# Challenge:
Recast the material below as a JSON list of strings, one string per line, skipping any blank lines.

Items stored from a collection:
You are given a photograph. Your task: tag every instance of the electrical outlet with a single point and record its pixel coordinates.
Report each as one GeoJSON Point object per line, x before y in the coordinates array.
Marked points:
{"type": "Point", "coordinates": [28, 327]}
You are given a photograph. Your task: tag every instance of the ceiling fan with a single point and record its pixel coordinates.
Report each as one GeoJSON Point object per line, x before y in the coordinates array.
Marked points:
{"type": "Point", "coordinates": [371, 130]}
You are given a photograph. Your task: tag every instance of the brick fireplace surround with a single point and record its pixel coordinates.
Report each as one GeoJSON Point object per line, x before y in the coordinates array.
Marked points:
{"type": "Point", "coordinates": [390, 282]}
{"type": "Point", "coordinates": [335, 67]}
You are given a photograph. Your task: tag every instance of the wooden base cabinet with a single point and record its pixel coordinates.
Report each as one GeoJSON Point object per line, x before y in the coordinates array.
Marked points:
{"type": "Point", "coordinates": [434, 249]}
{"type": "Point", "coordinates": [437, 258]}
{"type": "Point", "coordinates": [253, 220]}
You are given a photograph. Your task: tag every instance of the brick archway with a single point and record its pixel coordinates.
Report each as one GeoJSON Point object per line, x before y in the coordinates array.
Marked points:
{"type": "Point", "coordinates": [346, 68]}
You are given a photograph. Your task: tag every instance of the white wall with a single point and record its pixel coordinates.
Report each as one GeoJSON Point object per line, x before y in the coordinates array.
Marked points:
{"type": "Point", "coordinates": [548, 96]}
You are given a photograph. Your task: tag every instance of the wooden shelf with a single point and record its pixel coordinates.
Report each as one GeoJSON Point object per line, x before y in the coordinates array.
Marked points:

# Exercise output:
[
  "You are given a photograph. Your task: tag every instance of the electrical outlet with a single point and record its pixel coordinates.",
  "Report each as one GeoJSON Point object per line, x before y in the coordinates array.",
  "Marked points:",
  "{\"type\": \"Point\", \"coordinates\": [28, 327]}",
  "You are given a photograph. Your task: tag every instance of the ceiling fan with a single point and record its pixel coordinates.",
  "Report each as one GeoJSON Point object per line, x before y in the coordinates array.",
  "Marked points:",
  "{\"type\": \"Point\", \"coordinates\": [371, 130]}",
  "You are given a photograph. Your task: tag every instance of the brick fireplace surround with a single point and record its pixel coordinates.",
  "Report each as one GeoJSON Point object per line, x before y in the coordinates array.",
  "Marked points:",
  "{\"type\": \"Point\", \"coordinates\": [390, 282]}",
  "{\"type\": \"Point\", \"coordinates\": [335, 67]}",
  "You are given a photograph. Your task: tag every instance of the wooden base cabinet with a single point and record its pixel coordinates.",
  "Report each as one GeoJSON Point object per line, x before y in the coordinates array.",
  "Marked points:",
  "{\"type\": \"Point\", \"coordinates\": [434, 249]}",
  "{\"type\": \"Point\", \"coordinates\": [437, 258]}",
  "{\"type\": \"Point\", \"coordinates\": [253, 220]}",
  "You are given a photograph. Your task: tag every instance of the brick archway with a single point and record its pixel coordinates.",
  "Report each as one GeoJSON Point object per line, x before y in the coordinates array.",
  "Marked points:",
  "{\"type\": \"Point\", \"coordinates\": [346, 68]}",
  "You are given a photograph. Your task: tag every instance of the white wall with a single point and record its pixel coordinates.",
  "Report each as one GeoJSON Point object per line, x before y in the coordinates array.",
  "Marked points:",
  "{\"type\": \"Point\", \"coordinates\": [548, 96]}",
  "You are given a photograph. Your task: tag every instance of the wooden shelf with a single point and record its pixel coordinates.",
  "Report each as one GeoJSON Point object per line, x before y in the coordinates array.",
  "Marked points:"
]